== EXERCISE AIM ==
Copy out every line in the entries below that includes "ceiling".

[Dataset records]

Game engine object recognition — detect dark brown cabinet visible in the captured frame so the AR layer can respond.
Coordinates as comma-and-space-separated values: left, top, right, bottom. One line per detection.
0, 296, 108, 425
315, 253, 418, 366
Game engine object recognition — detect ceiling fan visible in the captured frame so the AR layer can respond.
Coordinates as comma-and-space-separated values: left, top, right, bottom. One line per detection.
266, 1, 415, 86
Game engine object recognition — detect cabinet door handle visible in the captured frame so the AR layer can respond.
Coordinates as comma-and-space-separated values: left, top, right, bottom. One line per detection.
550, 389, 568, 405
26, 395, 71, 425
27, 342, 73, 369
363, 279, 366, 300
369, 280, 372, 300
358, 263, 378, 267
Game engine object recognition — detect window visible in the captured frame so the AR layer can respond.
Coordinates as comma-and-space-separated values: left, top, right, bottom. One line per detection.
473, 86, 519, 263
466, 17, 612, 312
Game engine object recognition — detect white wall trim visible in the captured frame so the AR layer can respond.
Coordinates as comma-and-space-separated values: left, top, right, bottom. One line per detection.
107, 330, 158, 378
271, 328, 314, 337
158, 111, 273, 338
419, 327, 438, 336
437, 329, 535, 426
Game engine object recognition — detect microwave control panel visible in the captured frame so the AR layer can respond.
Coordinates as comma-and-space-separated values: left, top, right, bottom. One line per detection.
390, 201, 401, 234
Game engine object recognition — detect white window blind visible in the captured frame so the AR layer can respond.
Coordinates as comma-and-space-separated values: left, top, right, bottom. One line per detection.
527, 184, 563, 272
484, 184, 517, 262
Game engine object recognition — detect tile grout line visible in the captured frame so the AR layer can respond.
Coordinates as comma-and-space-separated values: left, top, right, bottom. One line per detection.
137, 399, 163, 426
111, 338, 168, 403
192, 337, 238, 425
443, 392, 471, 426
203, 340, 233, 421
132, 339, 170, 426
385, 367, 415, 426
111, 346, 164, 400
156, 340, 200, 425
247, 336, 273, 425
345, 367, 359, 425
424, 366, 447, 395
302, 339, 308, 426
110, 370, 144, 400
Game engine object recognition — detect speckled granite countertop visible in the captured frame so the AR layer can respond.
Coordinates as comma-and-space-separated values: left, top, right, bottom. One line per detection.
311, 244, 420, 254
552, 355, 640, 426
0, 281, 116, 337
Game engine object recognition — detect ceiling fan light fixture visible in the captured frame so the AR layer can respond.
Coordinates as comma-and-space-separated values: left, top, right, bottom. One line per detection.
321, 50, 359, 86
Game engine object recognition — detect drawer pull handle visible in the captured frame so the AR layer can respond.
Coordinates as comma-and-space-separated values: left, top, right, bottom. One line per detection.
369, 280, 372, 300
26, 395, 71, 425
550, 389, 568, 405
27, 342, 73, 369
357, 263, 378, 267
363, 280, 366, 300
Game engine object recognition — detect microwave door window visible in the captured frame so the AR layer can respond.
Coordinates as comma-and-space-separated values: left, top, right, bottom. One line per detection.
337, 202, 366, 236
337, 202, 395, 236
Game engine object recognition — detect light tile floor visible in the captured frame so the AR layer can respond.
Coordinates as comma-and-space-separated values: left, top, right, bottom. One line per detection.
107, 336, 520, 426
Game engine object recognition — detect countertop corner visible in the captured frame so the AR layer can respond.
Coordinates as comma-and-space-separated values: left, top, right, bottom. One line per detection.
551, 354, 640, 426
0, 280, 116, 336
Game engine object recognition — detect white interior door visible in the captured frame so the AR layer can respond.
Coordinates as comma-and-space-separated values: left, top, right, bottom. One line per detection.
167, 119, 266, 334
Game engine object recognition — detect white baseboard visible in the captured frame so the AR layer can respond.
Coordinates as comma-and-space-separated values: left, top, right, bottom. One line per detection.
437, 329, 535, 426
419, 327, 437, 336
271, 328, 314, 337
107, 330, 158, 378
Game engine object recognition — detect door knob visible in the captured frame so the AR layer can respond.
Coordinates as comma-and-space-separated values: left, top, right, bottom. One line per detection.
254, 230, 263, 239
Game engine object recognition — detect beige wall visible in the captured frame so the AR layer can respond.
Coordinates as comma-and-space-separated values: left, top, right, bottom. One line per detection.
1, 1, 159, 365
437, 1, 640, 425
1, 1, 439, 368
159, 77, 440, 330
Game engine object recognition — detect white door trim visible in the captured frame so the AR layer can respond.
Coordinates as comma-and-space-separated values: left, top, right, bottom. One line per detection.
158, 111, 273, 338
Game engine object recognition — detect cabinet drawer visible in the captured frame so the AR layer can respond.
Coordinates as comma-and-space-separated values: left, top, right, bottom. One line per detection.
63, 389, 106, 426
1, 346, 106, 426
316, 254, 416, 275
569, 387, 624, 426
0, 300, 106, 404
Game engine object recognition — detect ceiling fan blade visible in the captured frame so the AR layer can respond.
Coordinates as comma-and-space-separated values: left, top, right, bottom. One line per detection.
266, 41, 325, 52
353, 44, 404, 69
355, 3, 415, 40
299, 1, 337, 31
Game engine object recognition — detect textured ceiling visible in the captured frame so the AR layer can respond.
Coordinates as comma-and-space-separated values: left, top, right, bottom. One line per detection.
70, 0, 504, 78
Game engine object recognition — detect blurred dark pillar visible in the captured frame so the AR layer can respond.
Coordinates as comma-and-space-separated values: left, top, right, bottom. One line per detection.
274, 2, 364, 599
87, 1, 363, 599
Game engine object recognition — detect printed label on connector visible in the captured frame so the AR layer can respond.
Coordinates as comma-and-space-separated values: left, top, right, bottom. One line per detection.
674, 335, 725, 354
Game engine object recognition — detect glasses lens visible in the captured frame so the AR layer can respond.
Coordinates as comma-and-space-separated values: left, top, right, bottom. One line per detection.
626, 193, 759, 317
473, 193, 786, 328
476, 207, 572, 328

== EXERCISE RESPONSE ==
Game engine object recognition — detect ceiling fan visible in the captured frame so the AR layer can respond.
Game engine object recognition — detect ceiling fan light fixture visible in the captured frame so the AR layer can respond.
Game engine object recognition — detect ceiling fan blade visible in the captured frame so the AR layer can respond.
Game engine object recognition — detect textured ceiling visible in the captured frame so the AR layer can respond.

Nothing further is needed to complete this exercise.